(The problem): Check every line of the entries below for the word "building", and copy the ones that have it.

[Point localization data]
☆ ☆ ☆

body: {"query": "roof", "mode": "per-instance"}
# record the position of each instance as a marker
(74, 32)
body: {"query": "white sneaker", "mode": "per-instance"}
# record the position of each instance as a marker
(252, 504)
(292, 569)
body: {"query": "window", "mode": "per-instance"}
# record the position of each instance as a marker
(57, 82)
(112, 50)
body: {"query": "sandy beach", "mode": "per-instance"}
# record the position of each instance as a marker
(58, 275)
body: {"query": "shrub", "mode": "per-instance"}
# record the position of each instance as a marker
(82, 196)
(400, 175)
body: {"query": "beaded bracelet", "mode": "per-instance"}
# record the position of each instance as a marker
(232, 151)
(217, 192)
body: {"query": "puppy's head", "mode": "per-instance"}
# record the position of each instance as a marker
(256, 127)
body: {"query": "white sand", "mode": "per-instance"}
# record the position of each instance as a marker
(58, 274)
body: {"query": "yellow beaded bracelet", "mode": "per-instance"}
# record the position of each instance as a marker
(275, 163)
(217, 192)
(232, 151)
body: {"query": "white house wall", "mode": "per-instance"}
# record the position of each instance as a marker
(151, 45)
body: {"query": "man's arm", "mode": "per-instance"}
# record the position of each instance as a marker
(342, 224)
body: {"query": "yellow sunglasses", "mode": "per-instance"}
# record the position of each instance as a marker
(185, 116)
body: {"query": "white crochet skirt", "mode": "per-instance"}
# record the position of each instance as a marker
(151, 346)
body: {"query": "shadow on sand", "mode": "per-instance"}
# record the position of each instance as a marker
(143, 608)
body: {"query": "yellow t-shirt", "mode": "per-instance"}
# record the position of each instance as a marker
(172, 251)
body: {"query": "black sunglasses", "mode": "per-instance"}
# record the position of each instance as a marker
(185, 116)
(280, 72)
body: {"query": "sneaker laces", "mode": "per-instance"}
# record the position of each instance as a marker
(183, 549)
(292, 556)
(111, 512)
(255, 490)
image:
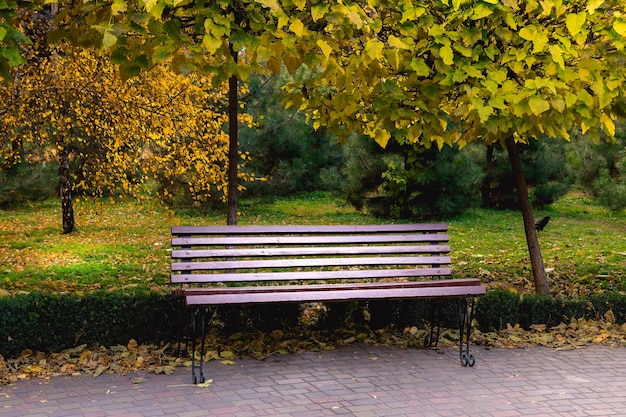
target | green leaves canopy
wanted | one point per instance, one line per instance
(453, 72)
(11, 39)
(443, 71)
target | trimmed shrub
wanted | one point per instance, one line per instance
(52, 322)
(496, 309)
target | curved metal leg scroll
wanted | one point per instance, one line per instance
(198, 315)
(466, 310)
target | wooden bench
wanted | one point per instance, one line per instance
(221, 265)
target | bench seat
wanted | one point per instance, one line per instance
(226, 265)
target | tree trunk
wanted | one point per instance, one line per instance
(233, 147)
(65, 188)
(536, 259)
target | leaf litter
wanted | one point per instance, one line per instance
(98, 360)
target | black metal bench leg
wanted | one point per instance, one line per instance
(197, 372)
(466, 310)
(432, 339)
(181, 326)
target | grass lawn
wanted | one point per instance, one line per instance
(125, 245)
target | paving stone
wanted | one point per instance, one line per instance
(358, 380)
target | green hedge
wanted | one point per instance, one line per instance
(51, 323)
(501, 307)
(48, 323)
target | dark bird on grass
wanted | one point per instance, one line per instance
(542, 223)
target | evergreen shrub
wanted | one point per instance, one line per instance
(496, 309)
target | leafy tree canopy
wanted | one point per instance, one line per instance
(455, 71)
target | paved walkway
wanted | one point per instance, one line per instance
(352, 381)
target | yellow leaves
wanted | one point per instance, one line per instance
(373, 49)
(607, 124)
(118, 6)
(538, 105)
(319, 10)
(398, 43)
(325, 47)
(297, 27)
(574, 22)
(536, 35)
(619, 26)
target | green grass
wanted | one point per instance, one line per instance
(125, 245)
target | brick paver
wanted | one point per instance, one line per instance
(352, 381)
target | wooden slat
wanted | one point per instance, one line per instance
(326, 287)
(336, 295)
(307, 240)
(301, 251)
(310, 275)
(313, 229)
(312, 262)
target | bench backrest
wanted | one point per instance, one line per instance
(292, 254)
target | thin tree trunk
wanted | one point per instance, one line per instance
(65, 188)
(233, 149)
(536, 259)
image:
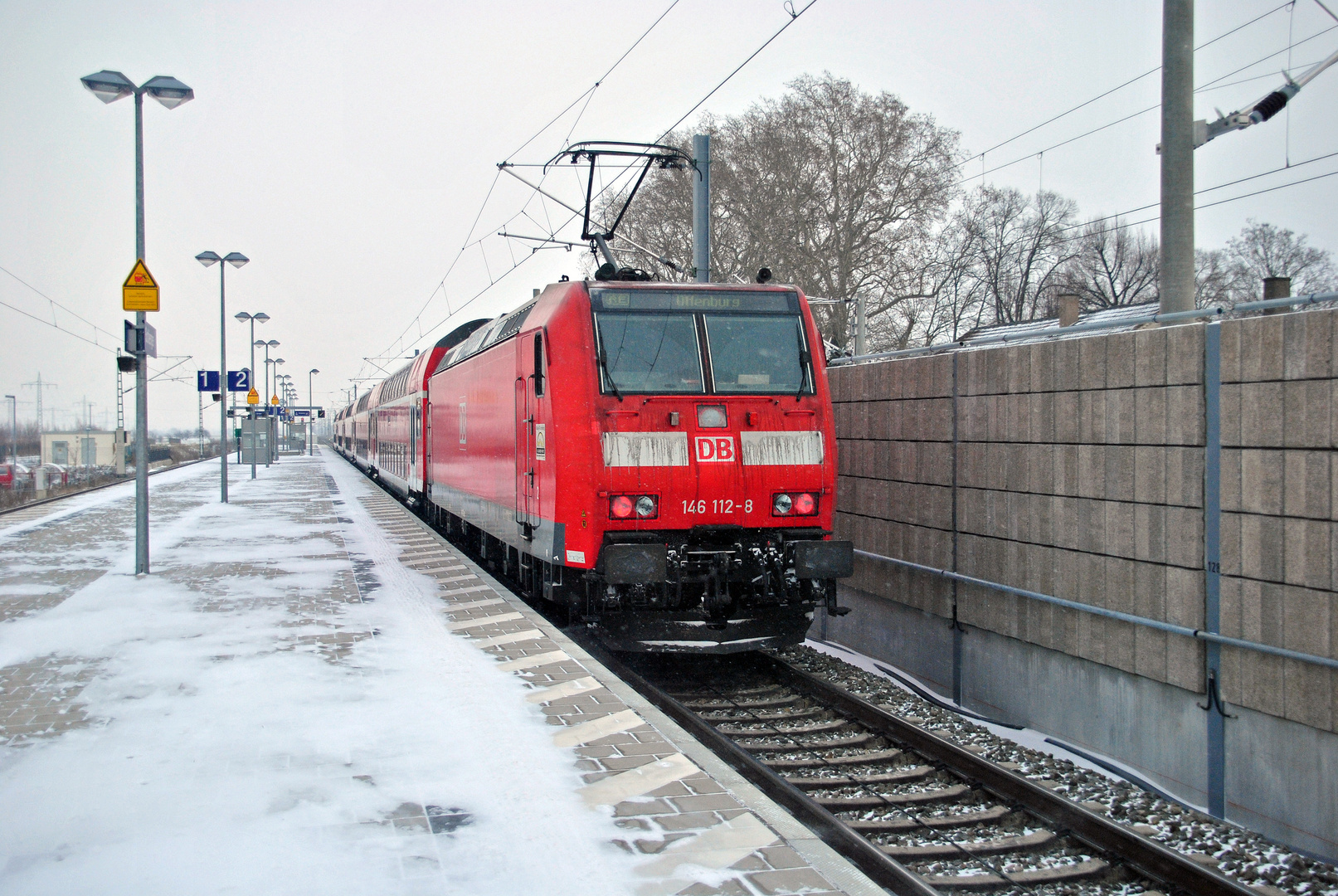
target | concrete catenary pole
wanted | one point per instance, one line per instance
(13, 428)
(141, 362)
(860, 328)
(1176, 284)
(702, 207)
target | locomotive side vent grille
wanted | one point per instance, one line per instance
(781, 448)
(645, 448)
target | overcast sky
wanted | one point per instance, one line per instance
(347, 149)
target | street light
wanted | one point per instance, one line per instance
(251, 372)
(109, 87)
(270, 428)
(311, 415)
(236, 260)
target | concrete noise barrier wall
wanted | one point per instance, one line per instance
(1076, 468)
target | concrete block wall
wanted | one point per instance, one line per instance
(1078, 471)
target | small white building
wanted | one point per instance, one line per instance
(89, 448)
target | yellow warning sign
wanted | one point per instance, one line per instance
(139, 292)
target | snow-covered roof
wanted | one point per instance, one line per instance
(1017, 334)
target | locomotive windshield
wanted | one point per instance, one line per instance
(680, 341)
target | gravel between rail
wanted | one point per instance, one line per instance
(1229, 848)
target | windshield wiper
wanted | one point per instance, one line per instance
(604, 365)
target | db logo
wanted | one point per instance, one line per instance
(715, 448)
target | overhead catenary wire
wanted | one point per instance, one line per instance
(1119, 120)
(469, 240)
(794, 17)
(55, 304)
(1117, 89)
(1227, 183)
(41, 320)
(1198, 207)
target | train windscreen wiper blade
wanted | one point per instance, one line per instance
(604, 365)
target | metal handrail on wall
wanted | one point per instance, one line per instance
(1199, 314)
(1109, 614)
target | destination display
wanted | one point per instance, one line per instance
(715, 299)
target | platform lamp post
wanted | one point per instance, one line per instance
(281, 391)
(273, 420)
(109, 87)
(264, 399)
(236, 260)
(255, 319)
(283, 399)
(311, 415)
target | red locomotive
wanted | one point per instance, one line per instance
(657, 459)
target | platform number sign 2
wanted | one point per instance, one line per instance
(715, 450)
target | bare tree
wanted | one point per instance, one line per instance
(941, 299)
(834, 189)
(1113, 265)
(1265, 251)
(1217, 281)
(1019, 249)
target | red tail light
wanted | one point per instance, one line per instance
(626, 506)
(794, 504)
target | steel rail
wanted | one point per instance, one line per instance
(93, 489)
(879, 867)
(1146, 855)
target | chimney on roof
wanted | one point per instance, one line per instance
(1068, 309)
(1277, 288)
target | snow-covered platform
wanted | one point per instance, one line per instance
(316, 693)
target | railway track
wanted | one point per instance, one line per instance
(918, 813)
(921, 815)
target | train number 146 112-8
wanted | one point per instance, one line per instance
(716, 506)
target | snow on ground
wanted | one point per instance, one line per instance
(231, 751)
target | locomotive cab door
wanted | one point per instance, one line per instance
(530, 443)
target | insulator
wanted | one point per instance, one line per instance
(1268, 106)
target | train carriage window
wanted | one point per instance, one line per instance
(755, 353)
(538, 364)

☆ ☆ ☆

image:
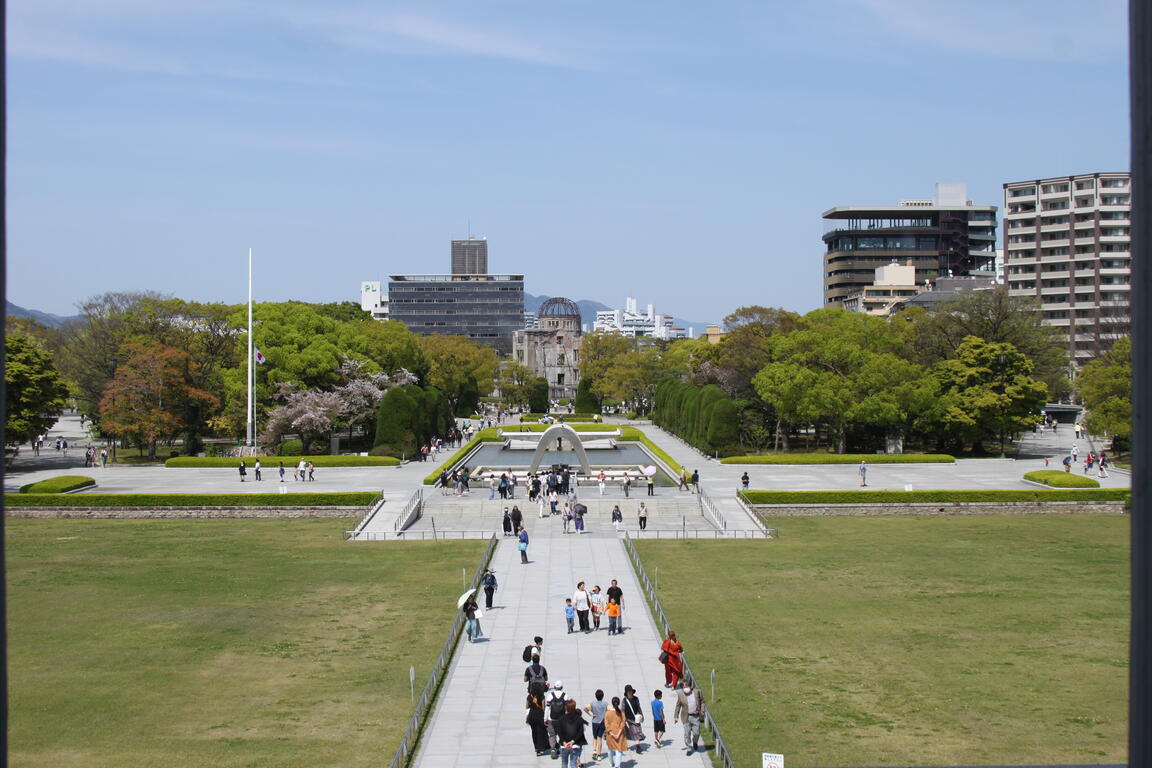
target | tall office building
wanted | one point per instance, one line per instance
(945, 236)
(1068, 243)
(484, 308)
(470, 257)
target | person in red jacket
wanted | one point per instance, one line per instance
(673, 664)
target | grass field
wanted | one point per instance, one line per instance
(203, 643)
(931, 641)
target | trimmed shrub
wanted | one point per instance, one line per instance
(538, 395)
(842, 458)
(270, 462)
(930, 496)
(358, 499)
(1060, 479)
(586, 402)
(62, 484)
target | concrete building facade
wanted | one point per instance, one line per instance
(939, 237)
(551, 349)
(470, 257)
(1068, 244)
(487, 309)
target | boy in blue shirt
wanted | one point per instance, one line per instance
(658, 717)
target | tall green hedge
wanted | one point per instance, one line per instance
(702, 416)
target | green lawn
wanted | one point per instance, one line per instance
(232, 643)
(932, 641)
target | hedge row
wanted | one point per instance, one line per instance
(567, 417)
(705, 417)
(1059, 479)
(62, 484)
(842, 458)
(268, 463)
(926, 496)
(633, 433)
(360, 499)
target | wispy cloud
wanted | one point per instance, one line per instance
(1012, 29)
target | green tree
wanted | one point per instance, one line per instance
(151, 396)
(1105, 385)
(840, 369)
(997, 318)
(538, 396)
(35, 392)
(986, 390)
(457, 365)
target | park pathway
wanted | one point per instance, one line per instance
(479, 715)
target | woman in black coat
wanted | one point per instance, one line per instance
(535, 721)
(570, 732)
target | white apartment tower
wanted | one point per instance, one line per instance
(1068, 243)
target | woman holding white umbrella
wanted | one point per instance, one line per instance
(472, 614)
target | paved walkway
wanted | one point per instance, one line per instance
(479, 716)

☆ ☆ ☆

(Task answer):
target | small white building
target | tall office building
target | concrete building facade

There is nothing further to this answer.